◆ **Problem requirements**:
For each line below that holds "bamboo", return the line as it stands.

Image point grounding data
[Start of section]

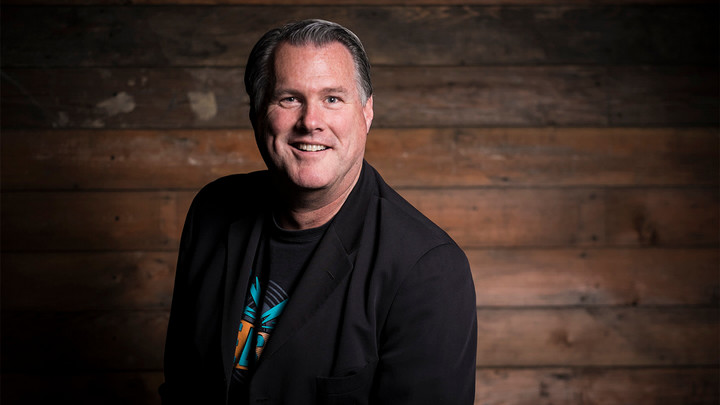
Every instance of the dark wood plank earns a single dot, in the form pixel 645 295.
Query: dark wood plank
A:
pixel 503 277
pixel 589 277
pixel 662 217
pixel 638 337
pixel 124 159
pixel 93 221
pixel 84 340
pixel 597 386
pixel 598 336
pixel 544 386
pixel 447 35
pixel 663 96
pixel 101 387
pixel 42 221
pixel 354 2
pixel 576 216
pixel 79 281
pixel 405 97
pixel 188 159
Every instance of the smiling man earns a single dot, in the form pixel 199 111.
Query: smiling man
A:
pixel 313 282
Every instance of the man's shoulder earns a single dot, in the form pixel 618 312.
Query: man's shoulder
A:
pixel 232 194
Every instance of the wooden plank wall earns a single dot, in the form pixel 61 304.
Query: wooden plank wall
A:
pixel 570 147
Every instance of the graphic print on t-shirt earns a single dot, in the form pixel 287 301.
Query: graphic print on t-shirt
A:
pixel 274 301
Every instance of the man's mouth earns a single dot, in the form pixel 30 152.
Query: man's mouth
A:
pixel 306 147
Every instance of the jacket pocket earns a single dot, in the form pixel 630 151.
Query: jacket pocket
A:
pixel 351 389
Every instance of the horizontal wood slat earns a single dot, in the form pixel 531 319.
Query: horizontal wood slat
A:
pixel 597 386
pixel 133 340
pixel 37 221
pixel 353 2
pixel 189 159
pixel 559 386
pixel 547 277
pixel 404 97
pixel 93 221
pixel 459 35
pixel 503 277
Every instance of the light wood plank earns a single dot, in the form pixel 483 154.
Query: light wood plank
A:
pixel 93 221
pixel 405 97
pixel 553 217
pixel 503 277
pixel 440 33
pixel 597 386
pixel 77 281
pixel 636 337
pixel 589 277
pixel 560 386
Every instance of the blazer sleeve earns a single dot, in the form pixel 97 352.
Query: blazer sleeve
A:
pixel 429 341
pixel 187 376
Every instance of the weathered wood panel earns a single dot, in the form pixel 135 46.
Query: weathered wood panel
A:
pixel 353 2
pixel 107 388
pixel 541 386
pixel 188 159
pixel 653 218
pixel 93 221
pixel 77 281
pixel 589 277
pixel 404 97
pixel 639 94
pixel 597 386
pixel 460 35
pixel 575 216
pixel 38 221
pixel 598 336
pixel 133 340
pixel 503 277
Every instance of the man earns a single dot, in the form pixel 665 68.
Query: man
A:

[End of section]
[Start of section]

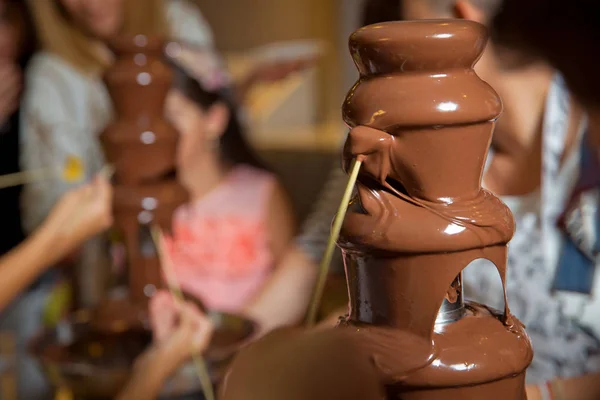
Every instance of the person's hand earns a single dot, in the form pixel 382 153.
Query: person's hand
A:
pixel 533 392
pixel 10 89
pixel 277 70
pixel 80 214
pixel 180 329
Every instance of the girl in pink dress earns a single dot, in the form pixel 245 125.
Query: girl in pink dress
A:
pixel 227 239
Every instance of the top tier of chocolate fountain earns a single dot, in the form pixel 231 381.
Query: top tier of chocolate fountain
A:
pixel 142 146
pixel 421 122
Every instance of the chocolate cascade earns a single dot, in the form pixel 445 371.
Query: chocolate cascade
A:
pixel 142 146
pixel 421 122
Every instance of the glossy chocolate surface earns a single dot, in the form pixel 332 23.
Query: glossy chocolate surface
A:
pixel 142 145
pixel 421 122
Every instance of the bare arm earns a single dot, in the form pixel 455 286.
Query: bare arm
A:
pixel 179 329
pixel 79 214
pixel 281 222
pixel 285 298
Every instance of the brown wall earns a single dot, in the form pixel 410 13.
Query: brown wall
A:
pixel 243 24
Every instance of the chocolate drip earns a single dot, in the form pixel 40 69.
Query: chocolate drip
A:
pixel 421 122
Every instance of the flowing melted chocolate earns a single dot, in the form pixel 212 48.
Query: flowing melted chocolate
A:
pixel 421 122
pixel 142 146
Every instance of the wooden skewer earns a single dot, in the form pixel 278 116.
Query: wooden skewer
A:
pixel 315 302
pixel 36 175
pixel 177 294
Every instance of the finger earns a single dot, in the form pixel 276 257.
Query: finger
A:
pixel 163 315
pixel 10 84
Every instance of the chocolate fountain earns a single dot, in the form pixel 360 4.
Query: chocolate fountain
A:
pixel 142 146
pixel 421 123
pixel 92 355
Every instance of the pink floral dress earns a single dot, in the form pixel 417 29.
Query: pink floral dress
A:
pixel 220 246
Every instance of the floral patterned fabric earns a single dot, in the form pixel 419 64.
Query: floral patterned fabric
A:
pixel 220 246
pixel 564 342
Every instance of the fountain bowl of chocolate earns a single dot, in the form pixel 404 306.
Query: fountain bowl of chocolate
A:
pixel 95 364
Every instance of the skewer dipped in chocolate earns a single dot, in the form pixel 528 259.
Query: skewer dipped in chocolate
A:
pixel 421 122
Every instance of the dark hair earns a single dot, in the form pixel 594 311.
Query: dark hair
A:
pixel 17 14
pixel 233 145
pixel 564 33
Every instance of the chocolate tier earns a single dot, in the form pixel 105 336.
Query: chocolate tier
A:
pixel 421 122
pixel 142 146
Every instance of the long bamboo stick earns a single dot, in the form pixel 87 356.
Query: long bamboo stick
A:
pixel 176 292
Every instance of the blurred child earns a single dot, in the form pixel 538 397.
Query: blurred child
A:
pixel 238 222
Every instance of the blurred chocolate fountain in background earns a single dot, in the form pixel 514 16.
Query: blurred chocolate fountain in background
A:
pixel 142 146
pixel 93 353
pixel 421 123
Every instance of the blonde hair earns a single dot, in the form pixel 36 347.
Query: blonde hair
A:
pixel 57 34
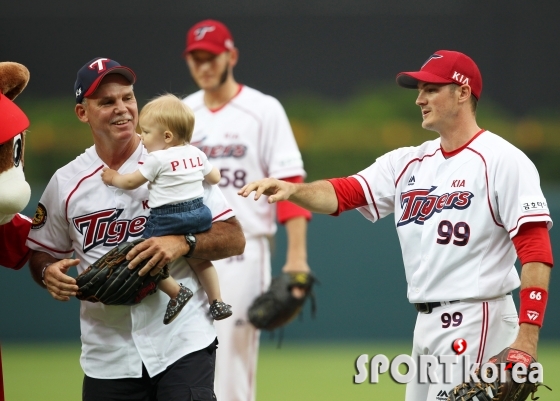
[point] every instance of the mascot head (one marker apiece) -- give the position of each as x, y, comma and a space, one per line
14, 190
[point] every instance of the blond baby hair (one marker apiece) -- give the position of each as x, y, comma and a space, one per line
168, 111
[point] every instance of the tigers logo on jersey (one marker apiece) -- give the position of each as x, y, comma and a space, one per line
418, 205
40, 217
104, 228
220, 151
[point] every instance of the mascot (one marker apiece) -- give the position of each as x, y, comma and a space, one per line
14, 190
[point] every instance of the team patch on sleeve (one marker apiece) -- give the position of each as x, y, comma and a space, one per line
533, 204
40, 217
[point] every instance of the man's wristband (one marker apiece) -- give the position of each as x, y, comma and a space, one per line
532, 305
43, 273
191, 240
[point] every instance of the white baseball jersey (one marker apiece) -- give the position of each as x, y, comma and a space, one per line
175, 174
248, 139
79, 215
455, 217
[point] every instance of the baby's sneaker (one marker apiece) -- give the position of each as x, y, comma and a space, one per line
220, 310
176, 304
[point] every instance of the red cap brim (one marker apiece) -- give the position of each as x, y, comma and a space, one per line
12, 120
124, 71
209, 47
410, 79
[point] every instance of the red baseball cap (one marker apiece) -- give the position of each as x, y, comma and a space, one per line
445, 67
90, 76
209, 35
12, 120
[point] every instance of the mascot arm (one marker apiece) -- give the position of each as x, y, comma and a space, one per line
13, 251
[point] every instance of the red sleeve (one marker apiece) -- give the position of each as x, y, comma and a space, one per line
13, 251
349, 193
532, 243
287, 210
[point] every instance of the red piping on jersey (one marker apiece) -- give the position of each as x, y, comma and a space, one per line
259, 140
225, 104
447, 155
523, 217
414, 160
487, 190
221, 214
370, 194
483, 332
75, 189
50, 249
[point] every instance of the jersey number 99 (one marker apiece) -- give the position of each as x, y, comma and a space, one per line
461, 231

[End of section]

◆ **Written answer**:
Every instance of the long bamboo stick earns a single dot, in the form pixel 87 356.
Query: long bamboo stick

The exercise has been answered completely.